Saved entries
>> begin
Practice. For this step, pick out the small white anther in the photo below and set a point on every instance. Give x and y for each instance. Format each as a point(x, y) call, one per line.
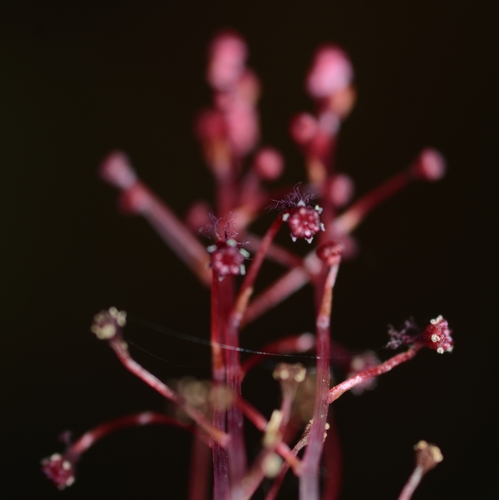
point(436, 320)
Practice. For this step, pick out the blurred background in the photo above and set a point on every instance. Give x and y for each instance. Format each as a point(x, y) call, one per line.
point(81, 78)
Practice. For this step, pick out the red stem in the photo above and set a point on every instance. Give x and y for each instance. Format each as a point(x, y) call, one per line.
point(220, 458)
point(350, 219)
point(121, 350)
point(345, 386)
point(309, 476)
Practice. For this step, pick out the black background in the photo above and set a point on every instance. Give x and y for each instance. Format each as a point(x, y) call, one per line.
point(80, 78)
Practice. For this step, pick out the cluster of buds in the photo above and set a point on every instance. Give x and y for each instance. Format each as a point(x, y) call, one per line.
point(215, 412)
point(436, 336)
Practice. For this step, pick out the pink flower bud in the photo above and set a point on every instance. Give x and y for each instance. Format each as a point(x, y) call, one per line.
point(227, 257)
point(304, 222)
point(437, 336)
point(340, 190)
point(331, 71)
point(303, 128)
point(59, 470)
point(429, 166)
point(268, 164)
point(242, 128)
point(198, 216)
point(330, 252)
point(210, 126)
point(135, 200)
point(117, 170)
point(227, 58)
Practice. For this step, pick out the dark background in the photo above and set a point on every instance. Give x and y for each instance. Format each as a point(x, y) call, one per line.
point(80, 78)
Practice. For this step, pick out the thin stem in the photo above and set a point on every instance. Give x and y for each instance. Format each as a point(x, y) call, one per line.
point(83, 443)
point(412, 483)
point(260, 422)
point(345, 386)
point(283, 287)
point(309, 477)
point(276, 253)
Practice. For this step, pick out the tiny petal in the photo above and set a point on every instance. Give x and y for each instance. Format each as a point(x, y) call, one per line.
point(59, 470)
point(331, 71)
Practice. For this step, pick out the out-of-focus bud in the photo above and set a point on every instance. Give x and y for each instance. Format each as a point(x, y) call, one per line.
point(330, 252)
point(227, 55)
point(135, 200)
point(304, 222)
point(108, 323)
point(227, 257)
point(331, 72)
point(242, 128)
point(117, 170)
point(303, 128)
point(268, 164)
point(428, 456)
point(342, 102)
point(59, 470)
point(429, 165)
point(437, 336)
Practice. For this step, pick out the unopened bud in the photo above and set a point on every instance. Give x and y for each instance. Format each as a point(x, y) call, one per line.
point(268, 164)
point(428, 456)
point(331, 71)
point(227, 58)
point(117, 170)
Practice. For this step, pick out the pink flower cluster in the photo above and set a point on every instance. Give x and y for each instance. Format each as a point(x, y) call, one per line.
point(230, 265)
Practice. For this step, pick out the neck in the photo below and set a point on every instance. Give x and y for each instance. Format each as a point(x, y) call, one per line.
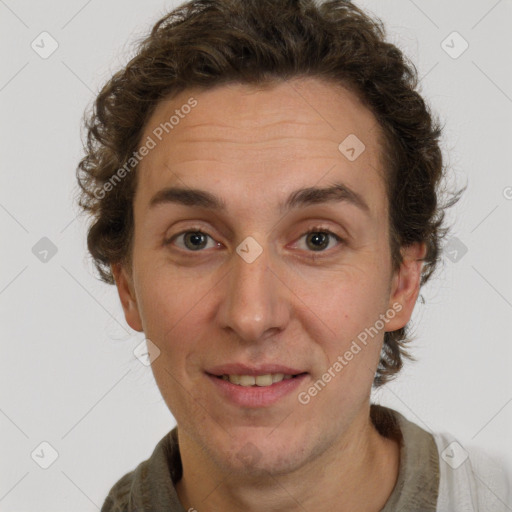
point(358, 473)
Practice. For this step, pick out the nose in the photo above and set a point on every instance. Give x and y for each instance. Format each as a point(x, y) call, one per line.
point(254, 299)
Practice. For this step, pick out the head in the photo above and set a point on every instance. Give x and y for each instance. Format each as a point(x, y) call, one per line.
>> end
▶ [Given task]:
Rescale the listing from its first line through the line that has "point(309, 476)", writing those lines out again with the requests included and every point coordinate in the answers multiplied by 1.15 and rounded to a whole number, halves rounded up. Omit the pictures.

▶ [Written answer]:
Practice. For this step, pick out the small white anther in the photo below and set a point on every instance. Give x and y for each instance. Format each as a point(x, y) call, one per line.
point(501, 368)
Practice. For this step, pick out the blurred background in the photo above and set a point on every instance. Give x and y for each instance. Format each as a point(x, y) call, one per line.
point(93, 90)
Practice. For this step, pick out the red stem in the photo above and set a point on every instance. Give x and y for each instance. Format each as a point(x, y) call, one per line.
point(253, 527)
point(403, 252)
point(139, 403)
point(397, 444)
point(355, 547)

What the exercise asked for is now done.